Work to complete:
1. Using the FreeBSD ports thread below, decide whether each statement agrees with it: (a) rebuilding Python and py-sqlite let Firefox compile; (b) SirDice blames a variable in the port's Makefile; (c) the port tries to build the module with Python 2.7.3. Answer yes or no for each and quote the deciding words.
2. Extend the FreeBSD ports thread below, picking up right after its final line.

Which leads me to think you need to update your python first, then update the python modules. Once those are up to date you can update firefox.


----------



## Anonymous (Feb 13, 2013)

SirDice said:
			
		

> Which leads me to think you need to update your python first, then update the python modules. Once those are up to date you can update firefox.



*sigh* Thanks, explicitly rebuilding Python and py-sqlite did indeed allow FF to compile.

Which brings up another question:  I've been presuming that FreeBSD makefiles operate like SCO, SysV, and even Solaris makefiles in that any stale dependencies are automagically rebuilt without needing anything done by hand.  Is that not so?  

Or was this just a case of the maintainer not doing a final build on a clean machine to make sure his makefile actually worked?


----------



## SirDice (Feb 14, 2013)

Auld_Besom said:
			
		

> Which brings up another question:  I've been presuming that FreeBSD makefiles operate like SCO, SysV, and even Solaris makefiles in that any stale dependencies are automagically rebuilt without needing anything done by hand.  Is that not so?


No, that is correct. 



> Or was this just a case of the maintainer not doing a final build on a clean machine to make sure his makefile actually worked?


The problem is, I think, the variable in the port's Makefile, it seems to refer to the _installed_ version of python and not to the new version. Hence it tries to build the module with the current version 2.7.2 instead of the new 2.7.3 one.


----------



## kpa (Feb 14, 2013)

Auld_Besom said:
			
		

> *sigh* Thanks, explicitly rebuilding Python and py-sqlite did indeed allow FF to compile.
> 
> Which brings up another question:  I've been presuming that FreeBSD makefiles operate like SCO, SysV, and even Solaris makefiles in that any stale dependencies are automagically rebuilt without needing anything done by hand.  Is that not so?

Coordinate annotation entries:

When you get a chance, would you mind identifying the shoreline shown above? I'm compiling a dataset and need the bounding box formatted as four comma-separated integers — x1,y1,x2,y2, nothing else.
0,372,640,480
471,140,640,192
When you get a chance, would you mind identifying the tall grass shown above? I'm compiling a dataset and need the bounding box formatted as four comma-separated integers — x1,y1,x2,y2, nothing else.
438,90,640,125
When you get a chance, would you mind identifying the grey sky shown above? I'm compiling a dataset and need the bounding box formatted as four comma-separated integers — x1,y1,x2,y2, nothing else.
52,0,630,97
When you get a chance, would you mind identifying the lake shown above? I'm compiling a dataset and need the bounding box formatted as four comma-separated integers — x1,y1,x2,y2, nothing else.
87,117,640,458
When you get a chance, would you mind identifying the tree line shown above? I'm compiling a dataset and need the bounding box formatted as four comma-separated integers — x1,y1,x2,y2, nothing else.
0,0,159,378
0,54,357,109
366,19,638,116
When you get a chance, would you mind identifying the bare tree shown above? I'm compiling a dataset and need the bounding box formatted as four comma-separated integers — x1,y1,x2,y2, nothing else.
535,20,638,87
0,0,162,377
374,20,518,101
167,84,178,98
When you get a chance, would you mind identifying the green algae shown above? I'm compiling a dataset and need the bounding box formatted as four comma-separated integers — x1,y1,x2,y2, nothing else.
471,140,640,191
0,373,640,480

Response list:
1.
(a) Yes: "explicitly rebuilding Python and py-sqlite did indeed allow FF to compile."
(b) Yes: "The problem is, I think, the variable in the port's Makefile"
(c) No: "it tries to build the module with the current version 2.7.2 instead of the new 2.7.3 one."

2.
> 
> Or was this just a case of the maintainer not doing a final build on a clean machine to make sure his makefile actually worked?



The relationships of kind "newer/uptodate/older version of a port" can not be expressed as simple make(1) rules because it looks just at the modification dates of  files.


----------



## borsti007 (Feb 21, 2013)

Hi, 

I've the same problem with Firefox 19 and FF 17-esr. Don't know what to do.

Any suggestion. 

Thanks, 
Jens


----------



## SirDice (Feb 21, 2013)

Read post #6.


----------



## Anonymous (Mar 7, 2013)

SirDice said:
			
		

> The problem is, I think, the variable in the port's Makefile, it seems to refer to the _installed_ version of python and not to the new version. Hence it tries to build the module with the current version 2.7.2 instead of the new 2.7.3 one.



Okay, but how could you tell?  Is there some naming convention that told you it refers specifically to the current rather than latest and greatest version?  If so, I would _never_ have spotted it because it looked like a perfectly reasonable identifier.


----------



## wblock@ (Mar 7, 2013)

A big clue is that even though Python was already installed, it wanted to install it again.  That means something is wrong.

As far as how that happened, I'd guess it's from updating only some ports.  That does not work for long, dependencies become impossible.  If you plan to install new ports or new versions of existing ones, update all your ports.  That means all the installed ones, not just the ports tree.  A vital step is reading /usr/ports/UPDATING and following any required new steps in there since the last upgrade.  For reference: Upgrading FreeBSD Ports.


----------



## Anonymous (Mar 7, 2013)

wblock@ said:
			
		

> As far as how that happened, I'd guess it's from updating only some ports.  That does not work for long, dependencies become impossible.  If you plan to install new ports or new versions of existing ones, update all your ports.  That means all the installed ones, not just the ports tree.  A vital step is reading /usr/ports/UPDATING and following any required new steps in there since the last upgrade.  For reference: Upgrading FreeBSD Ports.



Okay, this is where my experience steers me wrong:  I'm used to the _makefile_ deciding whether to update.  The idea that I have to thumb through the ports and do it by hand every time I want to add something seems to contradict the very purpose of a makefile -- which, in every bit of documentation I've ever seen, including FreeBSD's, says the purpose of a makefile is to avoid doing things by hand each time!  Of course I accept that you know what you're talking about, but it suggests to me that the system is more broken than I thought.


----------



## wblock@ (Mar 7, 2013)

Your perception of how ports work may be inaccurate.  The ports system of Makefiles handles dependencies, not updates.


----------



## Anonymous (Mar 7, 2013)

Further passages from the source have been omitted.